— Задание и требования —
Выпишите из приведенных ниже данных все строки, в которых встречается слово «green».

··· Исходные данные

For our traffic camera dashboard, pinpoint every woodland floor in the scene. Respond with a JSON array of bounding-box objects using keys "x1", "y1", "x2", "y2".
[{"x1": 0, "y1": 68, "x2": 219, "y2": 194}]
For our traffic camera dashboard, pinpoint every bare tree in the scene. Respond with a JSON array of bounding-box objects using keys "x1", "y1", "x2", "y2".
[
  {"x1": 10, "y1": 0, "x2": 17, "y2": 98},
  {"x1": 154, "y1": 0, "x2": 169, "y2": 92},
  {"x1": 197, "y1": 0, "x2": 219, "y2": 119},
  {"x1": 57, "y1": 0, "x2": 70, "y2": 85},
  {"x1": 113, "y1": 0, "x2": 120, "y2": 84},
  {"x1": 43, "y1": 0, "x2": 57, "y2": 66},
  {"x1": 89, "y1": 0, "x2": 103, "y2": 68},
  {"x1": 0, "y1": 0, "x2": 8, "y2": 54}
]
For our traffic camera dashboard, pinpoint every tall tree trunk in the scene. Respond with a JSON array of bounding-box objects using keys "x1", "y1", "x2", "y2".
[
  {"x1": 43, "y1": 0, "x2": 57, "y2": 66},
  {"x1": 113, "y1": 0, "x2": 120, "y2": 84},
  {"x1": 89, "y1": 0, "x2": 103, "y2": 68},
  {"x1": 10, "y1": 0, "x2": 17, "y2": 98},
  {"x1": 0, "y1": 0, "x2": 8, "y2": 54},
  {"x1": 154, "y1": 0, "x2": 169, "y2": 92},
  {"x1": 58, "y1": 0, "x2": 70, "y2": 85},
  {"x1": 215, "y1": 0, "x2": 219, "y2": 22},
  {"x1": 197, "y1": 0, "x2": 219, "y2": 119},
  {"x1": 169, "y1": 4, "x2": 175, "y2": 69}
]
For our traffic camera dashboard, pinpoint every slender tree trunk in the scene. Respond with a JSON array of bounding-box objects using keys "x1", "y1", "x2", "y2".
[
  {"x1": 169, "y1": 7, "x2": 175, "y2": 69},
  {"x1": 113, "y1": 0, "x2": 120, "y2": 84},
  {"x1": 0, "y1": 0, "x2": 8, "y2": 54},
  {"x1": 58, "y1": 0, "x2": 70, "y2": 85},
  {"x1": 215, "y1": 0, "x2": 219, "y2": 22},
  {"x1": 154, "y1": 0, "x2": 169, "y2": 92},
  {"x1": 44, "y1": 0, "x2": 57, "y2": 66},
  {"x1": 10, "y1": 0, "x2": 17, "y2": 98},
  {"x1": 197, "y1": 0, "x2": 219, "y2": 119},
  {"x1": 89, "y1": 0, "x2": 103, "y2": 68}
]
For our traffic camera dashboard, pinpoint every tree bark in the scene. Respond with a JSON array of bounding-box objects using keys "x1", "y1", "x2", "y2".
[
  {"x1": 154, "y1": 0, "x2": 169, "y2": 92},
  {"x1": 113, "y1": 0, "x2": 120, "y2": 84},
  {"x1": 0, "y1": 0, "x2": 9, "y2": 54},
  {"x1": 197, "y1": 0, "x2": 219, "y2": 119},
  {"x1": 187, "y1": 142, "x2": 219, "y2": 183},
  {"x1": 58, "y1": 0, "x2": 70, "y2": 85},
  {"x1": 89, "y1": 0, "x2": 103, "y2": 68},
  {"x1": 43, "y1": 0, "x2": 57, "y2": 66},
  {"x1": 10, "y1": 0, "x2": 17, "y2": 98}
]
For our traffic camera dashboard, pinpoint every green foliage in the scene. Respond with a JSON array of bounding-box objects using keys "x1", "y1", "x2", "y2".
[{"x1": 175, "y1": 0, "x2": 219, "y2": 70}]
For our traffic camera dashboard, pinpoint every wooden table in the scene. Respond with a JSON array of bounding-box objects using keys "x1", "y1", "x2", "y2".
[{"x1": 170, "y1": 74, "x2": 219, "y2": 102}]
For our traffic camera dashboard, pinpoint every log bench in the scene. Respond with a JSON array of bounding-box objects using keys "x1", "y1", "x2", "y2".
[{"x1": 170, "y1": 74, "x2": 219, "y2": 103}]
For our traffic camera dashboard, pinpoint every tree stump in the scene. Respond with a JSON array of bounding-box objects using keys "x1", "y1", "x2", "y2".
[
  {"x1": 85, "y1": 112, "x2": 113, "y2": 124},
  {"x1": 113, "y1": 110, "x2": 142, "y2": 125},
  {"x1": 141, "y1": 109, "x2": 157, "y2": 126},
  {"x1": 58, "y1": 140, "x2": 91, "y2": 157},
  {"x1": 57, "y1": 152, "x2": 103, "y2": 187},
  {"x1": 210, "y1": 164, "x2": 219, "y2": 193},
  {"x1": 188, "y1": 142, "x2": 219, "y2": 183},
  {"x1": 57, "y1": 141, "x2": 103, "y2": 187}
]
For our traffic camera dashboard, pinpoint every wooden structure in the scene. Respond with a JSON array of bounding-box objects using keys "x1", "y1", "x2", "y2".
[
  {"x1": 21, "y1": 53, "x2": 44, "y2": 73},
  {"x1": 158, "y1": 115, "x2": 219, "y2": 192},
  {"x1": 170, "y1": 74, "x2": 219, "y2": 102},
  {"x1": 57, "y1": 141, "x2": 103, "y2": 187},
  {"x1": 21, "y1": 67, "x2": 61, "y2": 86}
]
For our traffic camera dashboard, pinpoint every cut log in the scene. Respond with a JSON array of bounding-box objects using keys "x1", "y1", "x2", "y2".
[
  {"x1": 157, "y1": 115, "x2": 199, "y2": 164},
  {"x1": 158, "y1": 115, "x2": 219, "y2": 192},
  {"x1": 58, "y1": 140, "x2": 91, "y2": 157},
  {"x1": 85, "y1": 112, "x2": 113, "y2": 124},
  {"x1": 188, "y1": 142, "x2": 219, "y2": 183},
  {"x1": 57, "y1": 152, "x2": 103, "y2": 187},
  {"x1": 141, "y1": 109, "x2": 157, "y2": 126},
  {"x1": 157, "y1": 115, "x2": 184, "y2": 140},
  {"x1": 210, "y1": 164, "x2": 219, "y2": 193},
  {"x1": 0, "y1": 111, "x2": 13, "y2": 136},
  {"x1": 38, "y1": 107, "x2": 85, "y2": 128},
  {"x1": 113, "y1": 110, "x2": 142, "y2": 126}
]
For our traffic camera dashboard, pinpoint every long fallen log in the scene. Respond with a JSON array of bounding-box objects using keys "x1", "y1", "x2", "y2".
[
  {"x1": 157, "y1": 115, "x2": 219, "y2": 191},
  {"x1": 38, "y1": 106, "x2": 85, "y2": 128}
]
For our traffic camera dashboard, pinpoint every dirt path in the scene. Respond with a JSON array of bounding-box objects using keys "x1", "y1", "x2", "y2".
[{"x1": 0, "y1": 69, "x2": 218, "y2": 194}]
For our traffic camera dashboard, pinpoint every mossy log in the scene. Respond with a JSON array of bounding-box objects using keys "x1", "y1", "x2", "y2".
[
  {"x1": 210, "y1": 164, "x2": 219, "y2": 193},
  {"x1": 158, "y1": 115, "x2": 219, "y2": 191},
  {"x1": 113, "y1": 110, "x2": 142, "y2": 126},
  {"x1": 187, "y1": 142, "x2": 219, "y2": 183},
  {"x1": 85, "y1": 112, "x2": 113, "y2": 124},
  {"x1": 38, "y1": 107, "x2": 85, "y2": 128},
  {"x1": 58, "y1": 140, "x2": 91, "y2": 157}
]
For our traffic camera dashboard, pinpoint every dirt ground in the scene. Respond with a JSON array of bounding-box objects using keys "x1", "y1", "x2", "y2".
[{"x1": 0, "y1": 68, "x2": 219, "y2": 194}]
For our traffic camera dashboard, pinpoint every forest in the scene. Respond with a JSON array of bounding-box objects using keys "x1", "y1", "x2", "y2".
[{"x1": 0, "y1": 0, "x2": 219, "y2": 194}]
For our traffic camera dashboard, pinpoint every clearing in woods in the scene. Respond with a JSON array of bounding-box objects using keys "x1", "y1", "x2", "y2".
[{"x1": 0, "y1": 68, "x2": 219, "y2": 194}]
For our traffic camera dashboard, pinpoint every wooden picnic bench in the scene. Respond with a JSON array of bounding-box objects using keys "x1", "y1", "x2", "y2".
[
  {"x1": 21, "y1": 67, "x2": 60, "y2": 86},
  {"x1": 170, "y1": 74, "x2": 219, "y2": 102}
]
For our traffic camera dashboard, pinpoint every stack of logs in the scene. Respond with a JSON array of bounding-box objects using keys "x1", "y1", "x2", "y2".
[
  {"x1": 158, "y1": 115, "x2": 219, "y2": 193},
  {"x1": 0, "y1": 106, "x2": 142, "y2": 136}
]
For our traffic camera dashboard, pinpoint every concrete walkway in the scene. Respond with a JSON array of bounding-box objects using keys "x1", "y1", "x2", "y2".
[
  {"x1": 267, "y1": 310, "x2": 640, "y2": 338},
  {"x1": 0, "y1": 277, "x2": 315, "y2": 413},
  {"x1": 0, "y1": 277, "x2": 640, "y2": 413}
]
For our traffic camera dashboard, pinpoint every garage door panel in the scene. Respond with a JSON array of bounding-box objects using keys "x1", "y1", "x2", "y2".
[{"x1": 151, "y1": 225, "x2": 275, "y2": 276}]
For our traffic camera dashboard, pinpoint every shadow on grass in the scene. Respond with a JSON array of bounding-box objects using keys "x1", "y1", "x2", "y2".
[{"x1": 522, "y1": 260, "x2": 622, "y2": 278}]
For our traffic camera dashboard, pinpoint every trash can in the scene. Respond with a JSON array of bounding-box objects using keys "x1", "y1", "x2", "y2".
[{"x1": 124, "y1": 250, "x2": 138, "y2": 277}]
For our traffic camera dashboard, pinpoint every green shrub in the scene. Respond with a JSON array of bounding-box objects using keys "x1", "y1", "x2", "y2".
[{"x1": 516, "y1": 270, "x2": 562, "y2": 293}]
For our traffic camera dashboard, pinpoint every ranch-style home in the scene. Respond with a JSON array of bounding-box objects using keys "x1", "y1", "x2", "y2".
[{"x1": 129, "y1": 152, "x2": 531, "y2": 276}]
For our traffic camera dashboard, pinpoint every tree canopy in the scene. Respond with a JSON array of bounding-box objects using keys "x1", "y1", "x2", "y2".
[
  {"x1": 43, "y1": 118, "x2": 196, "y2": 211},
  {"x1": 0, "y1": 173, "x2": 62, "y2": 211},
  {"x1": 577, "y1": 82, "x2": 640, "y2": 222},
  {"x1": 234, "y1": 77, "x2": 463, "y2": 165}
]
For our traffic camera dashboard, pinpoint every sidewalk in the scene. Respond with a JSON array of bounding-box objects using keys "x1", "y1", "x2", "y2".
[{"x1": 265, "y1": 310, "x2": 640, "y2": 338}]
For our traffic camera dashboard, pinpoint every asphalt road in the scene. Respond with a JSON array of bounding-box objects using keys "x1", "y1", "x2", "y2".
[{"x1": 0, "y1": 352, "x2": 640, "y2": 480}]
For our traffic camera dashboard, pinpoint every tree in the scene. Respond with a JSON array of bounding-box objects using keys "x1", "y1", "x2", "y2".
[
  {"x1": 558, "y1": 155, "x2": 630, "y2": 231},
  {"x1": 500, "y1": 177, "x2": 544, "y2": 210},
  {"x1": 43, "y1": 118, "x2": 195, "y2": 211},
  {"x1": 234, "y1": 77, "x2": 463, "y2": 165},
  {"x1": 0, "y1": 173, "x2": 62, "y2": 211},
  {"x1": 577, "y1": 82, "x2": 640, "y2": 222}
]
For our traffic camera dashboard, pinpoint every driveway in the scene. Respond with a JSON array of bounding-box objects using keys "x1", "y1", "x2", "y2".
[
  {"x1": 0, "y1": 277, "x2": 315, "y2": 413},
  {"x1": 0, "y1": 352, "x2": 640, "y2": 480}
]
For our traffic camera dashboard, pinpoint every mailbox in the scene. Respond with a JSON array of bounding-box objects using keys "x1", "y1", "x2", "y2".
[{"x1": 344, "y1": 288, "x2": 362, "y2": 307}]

······

— Ответ —
For our traffic camera dashboard, pinpoint every green foliage in the scene. Respond with a JSON array of bounding-box objects using keys "x1", "y1", "x2", "y2".
For our traffic camera dashboard, pinpoint every green shrub in the scene. Respond with a JSON array of bounding-box objects using keys "x1", "y1", "x2", "y2".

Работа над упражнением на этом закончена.